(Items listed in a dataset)
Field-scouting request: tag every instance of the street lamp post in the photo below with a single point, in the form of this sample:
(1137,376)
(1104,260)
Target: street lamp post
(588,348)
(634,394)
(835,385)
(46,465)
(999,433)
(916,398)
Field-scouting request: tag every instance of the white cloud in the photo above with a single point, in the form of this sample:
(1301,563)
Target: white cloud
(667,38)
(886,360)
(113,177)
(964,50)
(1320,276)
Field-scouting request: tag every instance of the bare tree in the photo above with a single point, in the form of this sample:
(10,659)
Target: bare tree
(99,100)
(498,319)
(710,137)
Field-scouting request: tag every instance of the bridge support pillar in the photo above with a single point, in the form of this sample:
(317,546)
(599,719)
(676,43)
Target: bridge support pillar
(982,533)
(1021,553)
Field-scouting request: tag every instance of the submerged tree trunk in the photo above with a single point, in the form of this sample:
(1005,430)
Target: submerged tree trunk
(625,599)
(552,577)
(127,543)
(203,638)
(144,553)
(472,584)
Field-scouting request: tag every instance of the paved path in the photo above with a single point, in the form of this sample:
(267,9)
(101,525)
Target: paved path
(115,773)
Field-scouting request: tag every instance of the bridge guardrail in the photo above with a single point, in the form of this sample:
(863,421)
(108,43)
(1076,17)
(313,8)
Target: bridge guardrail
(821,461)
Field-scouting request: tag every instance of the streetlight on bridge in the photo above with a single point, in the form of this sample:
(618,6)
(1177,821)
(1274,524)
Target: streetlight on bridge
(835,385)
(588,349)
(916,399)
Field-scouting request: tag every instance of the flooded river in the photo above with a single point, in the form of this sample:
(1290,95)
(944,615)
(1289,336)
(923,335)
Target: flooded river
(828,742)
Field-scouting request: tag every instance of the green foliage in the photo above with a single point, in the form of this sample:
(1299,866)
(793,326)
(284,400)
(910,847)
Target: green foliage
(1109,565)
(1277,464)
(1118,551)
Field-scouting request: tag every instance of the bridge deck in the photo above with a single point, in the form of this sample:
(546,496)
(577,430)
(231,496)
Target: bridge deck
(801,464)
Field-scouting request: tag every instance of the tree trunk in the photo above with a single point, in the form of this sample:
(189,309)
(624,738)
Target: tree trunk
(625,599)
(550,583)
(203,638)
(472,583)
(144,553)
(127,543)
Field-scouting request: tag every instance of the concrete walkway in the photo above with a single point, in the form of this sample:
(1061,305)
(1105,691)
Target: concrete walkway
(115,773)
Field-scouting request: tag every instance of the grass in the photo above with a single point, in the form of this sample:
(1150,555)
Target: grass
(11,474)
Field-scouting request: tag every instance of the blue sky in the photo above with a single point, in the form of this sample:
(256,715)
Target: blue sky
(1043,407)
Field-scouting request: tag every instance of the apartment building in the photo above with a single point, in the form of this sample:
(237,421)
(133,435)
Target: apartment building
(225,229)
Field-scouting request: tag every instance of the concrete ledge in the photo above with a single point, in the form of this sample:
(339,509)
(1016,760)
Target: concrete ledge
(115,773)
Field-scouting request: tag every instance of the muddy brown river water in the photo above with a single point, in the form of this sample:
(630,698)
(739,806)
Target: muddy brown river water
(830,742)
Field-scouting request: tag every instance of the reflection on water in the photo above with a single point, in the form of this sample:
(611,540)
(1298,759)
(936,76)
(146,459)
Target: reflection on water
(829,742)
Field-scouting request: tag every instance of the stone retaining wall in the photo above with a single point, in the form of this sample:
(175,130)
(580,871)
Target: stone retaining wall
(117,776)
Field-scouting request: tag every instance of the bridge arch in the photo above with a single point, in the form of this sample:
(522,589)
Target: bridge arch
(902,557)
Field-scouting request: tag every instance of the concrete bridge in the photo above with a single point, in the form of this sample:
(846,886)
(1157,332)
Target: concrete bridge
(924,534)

**YOUR INSTRUCTIONS**: Retype the listing exactly, in full.

**RESPONSE TO THE EXERCISE**:
Field-scouting request: tag every instance of the street lamp post in the photo below with a single point, in the form of this sample:
(1137,376)
(1104,260)
Target: street lamp post
(588,348)
(634,394)
(835,385)
(46,465)
(999,433)
(916,398)
Field-scouting request: tag every instance of the white cloud in the photo above with a single point, in the form of this sample:
(1301,563)
Target: white cloud
(667,38)
(886,360)
(113,177)
(964,50)
(1320,276)
Field-scouting request: tag every instance of the bare tree in the photo above with a single point, in the form of this sample:
(10,659)
Target: bare tree
(99,100)
(498,319)
(710,137)
Field-scouting request: tag every instance of the bridge support pillar in the photo above with a single point, in the form of this sample:
(317,546)
(599,719)
(676,43)
Target: bridge support pillar
(982,533)
(1021,553)
Field-scouting request: tag every instance of the submerged tree trunk in the photo above with a single point, in the form of this sample:
(1005,430)
Target: submerged tree trunk
(625,599)
(552,577)
(127,543)
(203,638)
(144,553)
(472,584)
Field-scouting request: tag every instance of the paved path in the photo above with a single point, in the form of this sample:
(267,9)
(101,525)
Target: paved path
(115,773)
Field-scouting request: tag every instance of the bridge guardrail in the photo above with a single point, in the form of this sample:
(863,421)
(108,43)
(1076,17)
(313,8)
Target: bridge guardrail
(821,461)
Field-scouting request: tag every instance of the streetlight on bridge in the photo above with a single point, in the form of this sample:
(618,6)
(1177,821)
(1274,524)
Target: streetlight on bridge
(835,385)
(588,349)
(916,399)
Field-scouting request: tag every instance of the flooded river in the photo above with a single point, in the form of this sample:
(1290,95)
(944,615)
(1289,336)
(923,335)
Target: flooded river
(828,742)
Field-scouting request: tag every instance of the green foliage in the photo above with a single point, in the form of this sample:
(1299,866)
(793,326)
(284,400)
(910,847)
Target: green foliage
(1109,565)
(1277,464)
(1118,551)
Field-scouting request: tag every instance of the bridge deck in the photo above with a single point, in the form of this sample:
(546,496)
(577,430)
(231,496)
Target: bridge deck
(801,464)
Field-scouting request: tag every instance of the tree trunk in the photo above with a single point, in the form of this sample:
(189,309)
(624,738)
Target: tree trunk
(625,599)
(550,583)
(203,638)
(472,583)
(144,553)
(127,543)
Field-scouting request: tag every instance of the concrete walkway in the photo above with a single point, in the form of this sample:
(1061,305)
(1105,691)
Target: concrete walkway
(115,773)
Field-scouting request: tag every instance of the grass in the photo above with a single point, in the form of this sample:
(1150,555)
Target: grass
(11,474)
Field-scouting request: tag every instance of the blue sky in the photo above with a single point, in the form of this sample:
(256,715)
Target: blue sky
(1043,407)
Field-scouting request: tag every instance of the apartment building in the photo above with a single point, in the form of this sample:
(237,421)
(133,435)
Target: apartment building
(225,229)
Field-scouting request: tag every instance of the concrete ledge in the photo above with a single point, in the form of this sample:
(339,509)
(1016,760)
Target: concrete ledge
(115,773)
Field-scouting request: tag every instance of the muddy brown river water in the photo above with a single point, in the form of this sample:
(630,698)
(739,806)
Target: muddy brown river water
(830,742)
Field-scouting request: tag every instance of the reflection on water in the photo above with a single point, in the form of this sample:
(611,540)
(1298,759)
(936,76)
(146,459)
Target: reflection on water
(829,742)
Field-scouting request: tag every instance of the stone retaining wall in the photo above with a single point, in the form of this sample:
(175,130)
(580,871)
Target: stone retaining wall
(117,776)
Field-scouting request: tag every instance of the bridge arch in the photo above with a single point, in the form of this sample:
(522,589)
Target: bridge arch
(902,557)
Field-scouting request: tag every instance of the concrete bridge in the photo above with a single point, in the form of this sample:
(846,886)
(1157,332)
Target: concrete bridge
(924,534)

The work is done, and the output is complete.